**Task instructions:**
(A) Using the St. Francis Dam excerpt, explain why the Los Angeles Bureau of Water Works and Supply concluded that the city's water needed storage.
(B) Write out the stretch of the St. Francis Dam excerpt from "Abandoned road leading" through "84 in total." word for word.

BEGIN Excerpt

The completion of the Los Angeles Aqueduct in 1913 brought water to Southern California from Northern California. The project was never popular with the residents and ranchers of the Owens Valley, and the aqueduct was attacked, sabotaged, even dynamited several times. Coupled with the drought of 1920, it became clear to the Los Angeles Bureau of Water Works and Supply that the city’s water would need storage to remain secure.
A huge chunk of the St. Francis Dam deposited over 1/4 mile downstream.
The Bureau set out to build a local reservoir that could hold one year’s worth of water for the growing communities of Southern California. They chose the San Francisquito Valley which had a naturally narrow spot ideal for locating a dam. The Saint Francis dam was one of the tallest dams in the world at 190 feet. As the population grew, so did the dam and it was raised an additional 20 feet higher than originally designed.
Near midnight on March 12, 1928, the dam collapsed catastrophically, sending a wall of water 140 feet tall thundering down the valley. The body of the dam keeper living at the base of the dam was never found. As the water pushed through the valley, it incorporated huge boulders, trees, even parts of the dam and became a 50-foot-tall debris flow, churning, crushing, and scouring everything in its path. At 18 miles per hour, it beset the small community of power plant workers and their families living one and a half miles downstream of the reservoir at Powerhouse 2. One man, unable to sleep noticed a strange mist flowing over the town. When he heard a distant rumbling, he pulled his wife and son out of bed and told them to run uphill as fast as they could. He was returning to save his daughter when the wave struck the town. 64 of the 67 inhabitants were killed as they laid in their beds only 5 minutes after the collapse.
Abandoned road leading to the site.
Five miles downstream a camp of about 150 linemen for Southern California Edison was sleeping in tents. Those that had the tent flaps secured floated and survived, while those sleeping with their tents opened drowned, 84 in total.

END Excerpt
BEGIN Entries supplied

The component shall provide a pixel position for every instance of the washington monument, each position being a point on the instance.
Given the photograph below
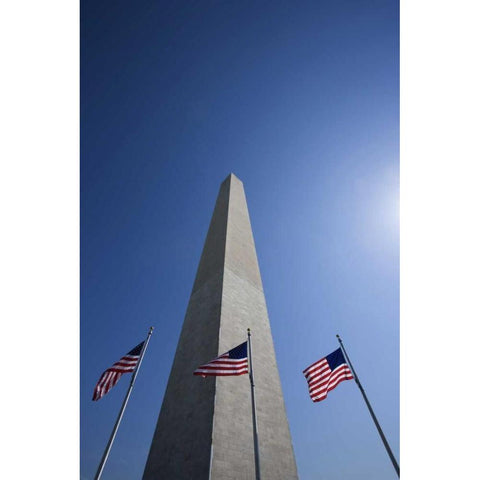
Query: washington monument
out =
(204, 430)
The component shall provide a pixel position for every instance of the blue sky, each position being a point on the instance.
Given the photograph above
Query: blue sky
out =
(301, 102)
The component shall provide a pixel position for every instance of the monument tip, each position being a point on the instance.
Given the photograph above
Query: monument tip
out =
(232, 175)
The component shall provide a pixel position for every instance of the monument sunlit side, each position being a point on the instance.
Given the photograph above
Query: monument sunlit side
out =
(204, 430)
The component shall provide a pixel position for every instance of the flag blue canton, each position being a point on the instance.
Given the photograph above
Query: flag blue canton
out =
(238, 352)
(233, 362)
(326, 374)
(335, 359)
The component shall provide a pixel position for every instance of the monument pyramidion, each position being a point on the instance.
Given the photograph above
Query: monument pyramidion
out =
(205, 429)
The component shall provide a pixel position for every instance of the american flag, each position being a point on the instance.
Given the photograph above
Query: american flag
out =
(112, 375)
(326, 374)
(234, 362)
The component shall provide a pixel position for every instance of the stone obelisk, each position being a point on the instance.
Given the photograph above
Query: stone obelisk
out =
(204, 430)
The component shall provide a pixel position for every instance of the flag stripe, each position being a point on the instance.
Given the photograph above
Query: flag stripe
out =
(325, 374)
(111, 376)
(233, 362)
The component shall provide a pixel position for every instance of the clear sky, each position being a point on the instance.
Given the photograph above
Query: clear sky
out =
(301, 101)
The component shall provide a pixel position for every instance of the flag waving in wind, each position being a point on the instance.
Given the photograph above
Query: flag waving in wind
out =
(234, 362)
(112, 375)
(326, 374)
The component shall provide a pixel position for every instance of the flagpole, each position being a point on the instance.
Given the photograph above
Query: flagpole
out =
(125, 401)
(382, 436)
(254, 411)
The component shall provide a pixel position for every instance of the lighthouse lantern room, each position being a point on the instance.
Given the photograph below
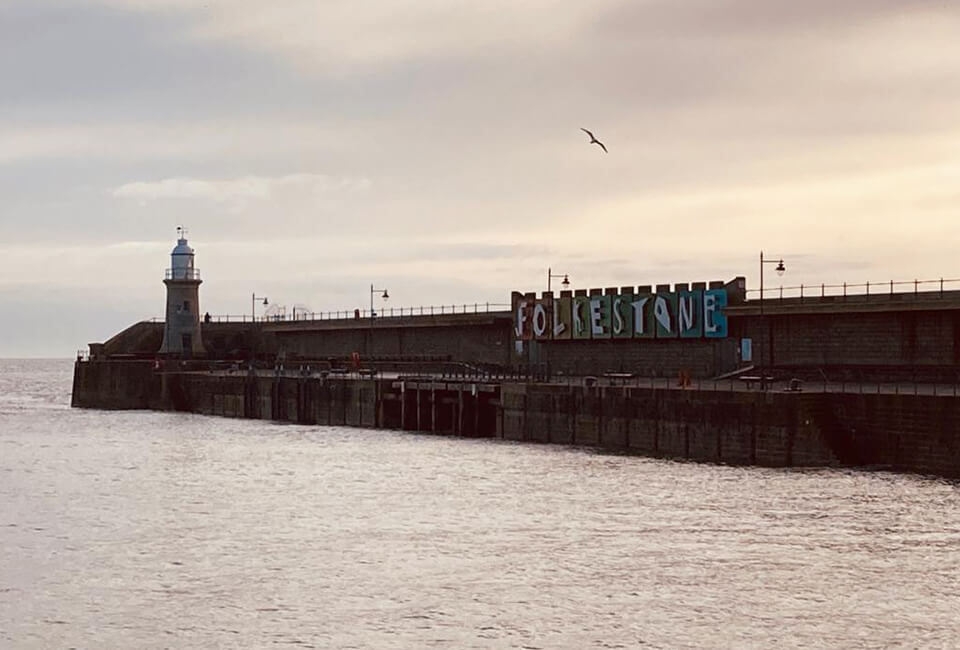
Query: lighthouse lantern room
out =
(181, 331)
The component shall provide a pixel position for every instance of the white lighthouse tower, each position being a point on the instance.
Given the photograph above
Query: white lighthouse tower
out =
(181, 331)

END Entries supplied

**Exercise results:**
(A) Residents and ranchers of the Owens Valley opposed the Los Angeles Aqueduct, and it was attacked, sabotaged, and even dynamited several times. Together with the drought of 1920, this made it clear to the Bureau that the city's water would need storage to remain secure.

(B)
Abandoned road leading to the site.
Five miles downstream a camp of about 150 linemen for Southern California Edison was sleeping in tents. Those that had the tent flaps secured floated and survived, while those sleeping with their tents opened drowned, 84 in total.